━━━ Extract to read
Eoin Mac Réamoinn
B.A. (Mod), M.Sc.
I joined the Gene Medicine Research Group as a Research Assistant in September 2017, having previously studied at the School of Biochemistry and Immunology (M.Sc., 2014) and the Smurfit Institute of Genetics (B.A. Mod., 2013), University of Dublin, Trinity College. My past work has focused largely on developmental genetics. This included a Fulbright Research Fellowship in Neurogenetics at Columbia University (USA), the overarching aim of which was to investigate the mechanisms that control stem cell differentiation and neural circuit assembly, and a Research Assistantship at the University of Dublin (Ireland), which focused on the “developmental activities” of key innate immune genes during mammalian embryogenesis.
My work with the Gene Medicine Research Group is funded by the Cystic Fibrosis Trust and focuses on the development of gene based therapies for Cystic Fibrosis (CF). CF is caused by mutations in the Cystic Fibrosis Transmembrane Conductance Regulator (CFTR) gene and leads to a buildup of thick mucus at affected sites throughout the body. In the respiratory tract alone, the buildup of mucus obstructs airways making breathing difficult. Treatment is further complicated by recurrent respiratory infections, which are the leading causes of morbidity and mortality in CF patients.
Our research is currently focusing on the development of a new lentiviral vector (LVV) based gene therapy that can deliver a functional copy of the CFTR gene to the respiratory tract of CF patients. In my work with the group, I am currently assisting with preparation for the first-in-human LLV trial for treatment of CF. This work involves assay development and optimization, characterization of the LVV, and assisting in the transfer of the production of our leading LVV candidate to a Contract Manufacturing Organization.
━━━━━━
*Exercise directions*. Copy out the whole researcher profile above, word for word.
━━━ Given records
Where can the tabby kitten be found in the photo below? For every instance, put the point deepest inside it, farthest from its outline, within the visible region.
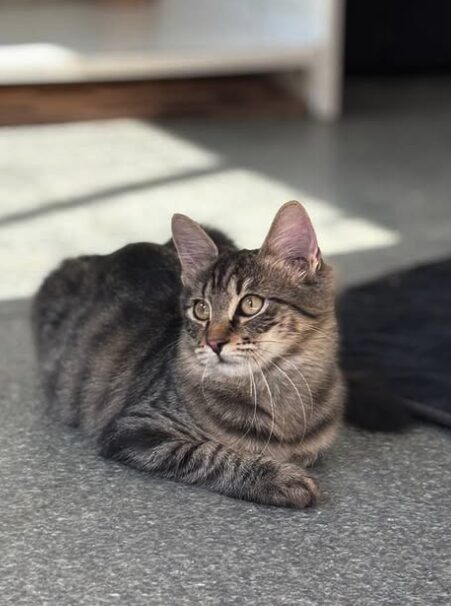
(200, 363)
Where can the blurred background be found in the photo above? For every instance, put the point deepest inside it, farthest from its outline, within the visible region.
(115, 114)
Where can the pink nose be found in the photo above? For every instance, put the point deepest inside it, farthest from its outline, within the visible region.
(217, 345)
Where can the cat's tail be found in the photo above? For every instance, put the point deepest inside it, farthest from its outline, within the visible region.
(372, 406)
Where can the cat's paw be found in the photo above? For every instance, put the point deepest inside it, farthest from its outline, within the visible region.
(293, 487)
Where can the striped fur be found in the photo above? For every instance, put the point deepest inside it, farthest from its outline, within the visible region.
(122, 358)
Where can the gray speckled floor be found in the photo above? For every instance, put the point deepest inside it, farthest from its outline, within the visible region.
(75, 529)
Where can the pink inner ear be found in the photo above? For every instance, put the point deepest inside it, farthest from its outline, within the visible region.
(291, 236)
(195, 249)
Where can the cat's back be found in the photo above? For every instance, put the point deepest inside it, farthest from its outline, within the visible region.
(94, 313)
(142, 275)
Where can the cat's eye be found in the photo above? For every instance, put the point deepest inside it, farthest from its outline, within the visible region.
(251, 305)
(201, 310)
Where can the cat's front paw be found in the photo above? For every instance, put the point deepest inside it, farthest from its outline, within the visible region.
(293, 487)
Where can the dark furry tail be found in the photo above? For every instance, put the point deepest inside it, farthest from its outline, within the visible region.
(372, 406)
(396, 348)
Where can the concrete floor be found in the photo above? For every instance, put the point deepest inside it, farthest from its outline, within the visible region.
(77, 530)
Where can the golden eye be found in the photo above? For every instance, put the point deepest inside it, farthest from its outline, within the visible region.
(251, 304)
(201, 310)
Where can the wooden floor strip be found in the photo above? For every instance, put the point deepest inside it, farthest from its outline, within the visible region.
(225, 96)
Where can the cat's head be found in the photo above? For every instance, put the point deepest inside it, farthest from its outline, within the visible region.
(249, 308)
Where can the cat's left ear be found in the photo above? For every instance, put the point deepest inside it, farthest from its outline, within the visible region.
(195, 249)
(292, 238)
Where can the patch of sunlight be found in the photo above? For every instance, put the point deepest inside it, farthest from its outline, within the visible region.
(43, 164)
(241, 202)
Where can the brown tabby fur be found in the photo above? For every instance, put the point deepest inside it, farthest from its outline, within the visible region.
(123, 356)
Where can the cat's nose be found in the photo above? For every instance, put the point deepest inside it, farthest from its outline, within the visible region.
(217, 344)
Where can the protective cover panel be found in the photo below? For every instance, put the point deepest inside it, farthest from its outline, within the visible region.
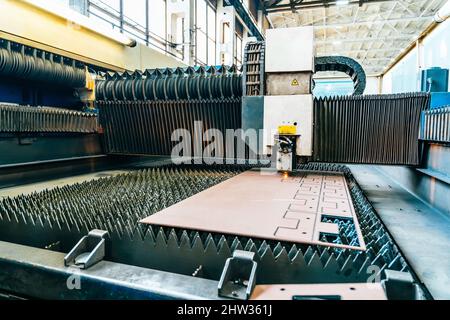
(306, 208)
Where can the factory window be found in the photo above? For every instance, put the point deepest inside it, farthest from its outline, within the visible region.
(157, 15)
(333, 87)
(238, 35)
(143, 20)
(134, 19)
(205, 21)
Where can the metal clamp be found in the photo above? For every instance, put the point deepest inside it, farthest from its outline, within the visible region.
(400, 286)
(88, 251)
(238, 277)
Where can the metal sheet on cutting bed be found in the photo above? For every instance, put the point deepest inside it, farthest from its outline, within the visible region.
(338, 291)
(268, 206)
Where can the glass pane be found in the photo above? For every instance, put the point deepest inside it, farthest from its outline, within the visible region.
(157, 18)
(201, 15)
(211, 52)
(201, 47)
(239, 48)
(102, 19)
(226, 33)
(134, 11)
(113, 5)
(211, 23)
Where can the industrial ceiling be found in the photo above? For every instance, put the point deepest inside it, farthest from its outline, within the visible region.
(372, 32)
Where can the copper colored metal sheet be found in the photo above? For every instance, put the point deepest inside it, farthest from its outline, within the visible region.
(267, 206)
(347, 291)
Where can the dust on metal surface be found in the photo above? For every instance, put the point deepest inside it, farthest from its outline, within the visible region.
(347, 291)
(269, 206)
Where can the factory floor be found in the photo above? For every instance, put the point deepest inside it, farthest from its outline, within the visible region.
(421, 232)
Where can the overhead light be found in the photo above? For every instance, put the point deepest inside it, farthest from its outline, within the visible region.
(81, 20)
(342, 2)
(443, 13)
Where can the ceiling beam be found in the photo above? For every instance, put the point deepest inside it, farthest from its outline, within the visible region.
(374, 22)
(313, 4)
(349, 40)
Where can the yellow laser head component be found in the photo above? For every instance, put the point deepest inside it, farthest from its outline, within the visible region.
━━━━━━
*Answer to the problem*.
Eoin Mac Réamoinn
B.A. (Mod), M.Sc.
I joined the Gene Medicine Research Group as a Research Assistant in September 2017, having previously studied at the School of Biochemistry and Immunology (M.Sc., 2014) and the Smurfit Institute of Genetics (B.A. Mod., 2013), University of Dublin, Trinity College. My past work has focused largely on developmental genetics. This included a Fulbright Research Fellowship in Neurogenetics at Columbia University (USA), the overarching aim of which was to investigate the mechanisms that control stem cell differentiation and neural circuit assembly, and a Research Assistantship at the University of Dublin (Ireland), which focused on the “developmental activities” of key innate immune genes during mammalian embryogenesis.
My work with the Gene Medicine Research Group is funded by the Cystic Fibrosis Trust and focuses on the development of gene based therapies for Cystic Fibrosis (CF). CF is caused by mutations in the Cystic Fibrosis Transmembrane Conductance Regulator (CFTR) gene and leads to a buildup of thick mucus at affected sites throughout the body. In the respiratory tract alone, the buildup of mucus obstructs airways making breathing difficult. Treatment is further complicated by recurrent respiratory infections, which are the leading causes of morbidity and mortality in CF patients.
Our research is currently focusing on the development of a new lentiviral vector (LVV) based gene therapy that can deliver a functional copy of the CFTR gene to the respiratory tract of CF patients. In my work with the group, I am currently assisting with preparation for the first-in-human LLV trial for treatment of CF. This work involves assay development and optimization, characterization of the LVV, and assisting in the transfer of the production of our leading LVV candidate to a Contract Manufacturing Organization.